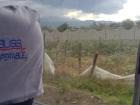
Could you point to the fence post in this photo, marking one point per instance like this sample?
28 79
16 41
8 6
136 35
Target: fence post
94 64
80 55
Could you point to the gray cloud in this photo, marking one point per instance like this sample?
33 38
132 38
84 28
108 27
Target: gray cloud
96 6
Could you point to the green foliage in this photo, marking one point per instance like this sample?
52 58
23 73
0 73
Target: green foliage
99 27
115 25
127 24
109 91
63 27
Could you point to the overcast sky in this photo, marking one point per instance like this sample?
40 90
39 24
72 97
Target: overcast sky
109 10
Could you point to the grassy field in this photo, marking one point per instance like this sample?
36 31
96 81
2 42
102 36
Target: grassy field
115 56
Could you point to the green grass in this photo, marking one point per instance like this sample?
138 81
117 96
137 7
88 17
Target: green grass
109 91
116 56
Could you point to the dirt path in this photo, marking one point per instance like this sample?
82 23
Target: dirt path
54 96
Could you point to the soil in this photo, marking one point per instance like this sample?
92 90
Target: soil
55 96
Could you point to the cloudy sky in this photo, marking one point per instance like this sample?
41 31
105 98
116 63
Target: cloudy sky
108 10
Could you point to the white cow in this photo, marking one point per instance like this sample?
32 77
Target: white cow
103 74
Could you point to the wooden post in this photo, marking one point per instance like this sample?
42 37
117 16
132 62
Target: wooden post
80 55
65 51
94 64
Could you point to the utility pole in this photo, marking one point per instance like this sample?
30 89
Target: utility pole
136 97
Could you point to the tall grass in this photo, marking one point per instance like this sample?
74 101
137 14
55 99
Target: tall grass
109 91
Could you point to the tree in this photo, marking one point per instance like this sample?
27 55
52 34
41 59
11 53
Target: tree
99 27
127 24
63 27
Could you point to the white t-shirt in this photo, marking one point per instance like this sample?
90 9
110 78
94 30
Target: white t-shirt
21 54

- - -

◆ Task brief:
Your reply must contain the line with "Could you point to the cloudy" and each later line of the material, word for word, and nothing else.

◆ Task result:
Could you point to the cloudy sky in this photo, marking one point per instance like this sample?
41 31
105 98
116 63
Target: cloudy sky
108 10
Could you point to the white cow in this photo, marking one point per instance like this sample?
32 77
Target: white cow
103 74
Could you point to the wooden post in this photo, marking one point per instance like this sample?
42 37
117 16
132 62
Target: wooden post
80 55
65 51
94 64
Could you point to the utility pole in this photo, marking one point per instance like this sample?
30 89
Target: utility pole
136 97
Could you point to the tall grass in this photo, marking one point per instance like this sample?
74 101
137 14
55 99
Target: tall grass
109 91
Could you point to the tree in this photo, marking one point per instance like this sample?
27 55
52 34
41 59
11 53
Target: tree
99 27
127 24
63 27
Could you point to the white t-shirt in this photo, marking one point per instance like this sample?
90 9
110 78
94 30
Target: white t-shirt
21 54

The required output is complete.